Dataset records
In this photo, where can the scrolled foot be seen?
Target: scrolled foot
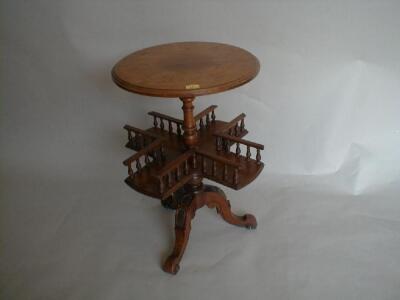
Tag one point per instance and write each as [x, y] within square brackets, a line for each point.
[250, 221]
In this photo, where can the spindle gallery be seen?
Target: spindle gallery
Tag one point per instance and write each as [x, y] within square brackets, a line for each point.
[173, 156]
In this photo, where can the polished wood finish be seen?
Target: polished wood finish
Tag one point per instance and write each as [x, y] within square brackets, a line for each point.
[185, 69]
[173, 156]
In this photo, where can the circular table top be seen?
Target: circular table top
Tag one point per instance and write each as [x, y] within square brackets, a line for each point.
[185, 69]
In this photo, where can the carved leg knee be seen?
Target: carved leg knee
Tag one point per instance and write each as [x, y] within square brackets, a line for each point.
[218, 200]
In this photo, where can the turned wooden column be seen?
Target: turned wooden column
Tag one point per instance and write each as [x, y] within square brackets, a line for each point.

* * *

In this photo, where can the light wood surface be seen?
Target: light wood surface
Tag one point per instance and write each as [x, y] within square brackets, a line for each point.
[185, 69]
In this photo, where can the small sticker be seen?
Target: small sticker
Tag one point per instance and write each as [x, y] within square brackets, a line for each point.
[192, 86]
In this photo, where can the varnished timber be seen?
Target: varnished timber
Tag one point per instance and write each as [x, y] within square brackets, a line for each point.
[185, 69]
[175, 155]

...

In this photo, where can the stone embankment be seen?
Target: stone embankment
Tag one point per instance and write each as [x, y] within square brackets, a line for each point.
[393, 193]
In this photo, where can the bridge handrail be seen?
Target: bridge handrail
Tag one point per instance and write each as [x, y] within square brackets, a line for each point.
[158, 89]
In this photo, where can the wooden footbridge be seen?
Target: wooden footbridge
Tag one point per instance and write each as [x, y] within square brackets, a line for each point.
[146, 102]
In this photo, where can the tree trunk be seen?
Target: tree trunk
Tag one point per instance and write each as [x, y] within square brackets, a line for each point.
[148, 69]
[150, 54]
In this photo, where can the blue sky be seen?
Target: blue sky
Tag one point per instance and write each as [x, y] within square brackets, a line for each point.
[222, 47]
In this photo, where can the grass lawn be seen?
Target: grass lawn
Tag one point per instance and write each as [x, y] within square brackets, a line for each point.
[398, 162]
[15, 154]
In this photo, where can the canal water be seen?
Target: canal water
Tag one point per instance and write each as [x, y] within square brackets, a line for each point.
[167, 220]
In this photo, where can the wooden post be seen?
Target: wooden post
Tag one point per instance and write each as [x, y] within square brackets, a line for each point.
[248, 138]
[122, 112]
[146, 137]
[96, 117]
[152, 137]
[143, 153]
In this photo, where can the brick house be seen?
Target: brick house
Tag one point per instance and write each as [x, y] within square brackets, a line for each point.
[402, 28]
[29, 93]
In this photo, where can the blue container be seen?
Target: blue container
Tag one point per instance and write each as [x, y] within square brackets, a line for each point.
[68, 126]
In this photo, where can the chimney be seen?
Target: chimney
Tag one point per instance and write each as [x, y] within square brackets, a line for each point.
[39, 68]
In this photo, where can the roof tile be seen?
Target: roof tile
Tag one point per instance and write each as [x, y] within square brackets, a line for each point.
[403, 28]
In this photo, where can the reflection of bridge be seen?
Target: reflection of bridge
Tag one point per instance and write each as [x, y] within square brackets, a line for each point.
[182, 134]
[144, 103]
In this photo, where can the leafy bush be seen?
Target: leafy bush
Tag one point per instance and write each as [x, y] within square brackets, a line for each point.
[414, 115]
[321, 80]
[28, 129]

■ REQUIRED WORK: Take the line above containing "Target: wooden footbridge", the line containing "Target: leafy bush", and all lines in between, and copy them exactly without anything else.

■ COMPLETED EXERCISE:
Target: wooden footbridge
Tag one point per instance and write each as [x, y] within square brackets, a line for each point.
[146, 102]
In this photo, where can the tree trunk be seen?
Target: tree trunk
Tag one point per instance and write each as [x, y] within square brackets, a line for each point.
[148, 69]
[150, 54]
In this photo, where can the blue sky be seen?
Target: blue sky
Tag one point per instance and write each as [x, y] within square brackets, a line for each point.
[222, 47]
In this photo, where can the grass lawn be seen?
Target: grass lawn
Tag one point per instance and write each as [x, y] within square brackets, a line for each point.
[398, 162]
[15, 154]
In this photo, where can the canal water be seen?
Target: canal water
Tag one point per instance and write each as [x, y] within square brackets, a line for each point.
[167, 220]
In this photo, where can the wooden post be seen?
Target: wooden post
Tag one point per instance and write each as [x, y] within square brackets, a line for each point.
[248, 138]
[122, 112]
[146, 137]
[96, 117]
[152, 137]
[143, 153]
In this photo, where can the brick house be seen?
Target: brick house
Tag one point per instance and write each as [x, y] within square brackets, a line for each point.
[402, 28]
[29, 93]
In this photo, where can the blue container be seen?
Target: blue container
Tag one point per instance and write each as [x, y] within square brackets, a line for each point.
[68, 126]
In this photo, where can the chimney be seen?
Target: chimney
Tag one point per instance and write each as [x, y] within square brackets, a line for each point.
[39, 68]
In this photo, where can the roof tile be seen?
Target: roof tile
Tag one point per instance and write each as [x, y] within square brackets, a line for each point.
[403, 28]
In this photo, where can the reflection of bridge be seen?
Target: reflection of bridge
Tag one point per instance and write each as [x, y] within square brackets, a line for each point.
[182, 134]
[144, 103]
In this photo, where can the leafy bush be seen?
Target: leafy bush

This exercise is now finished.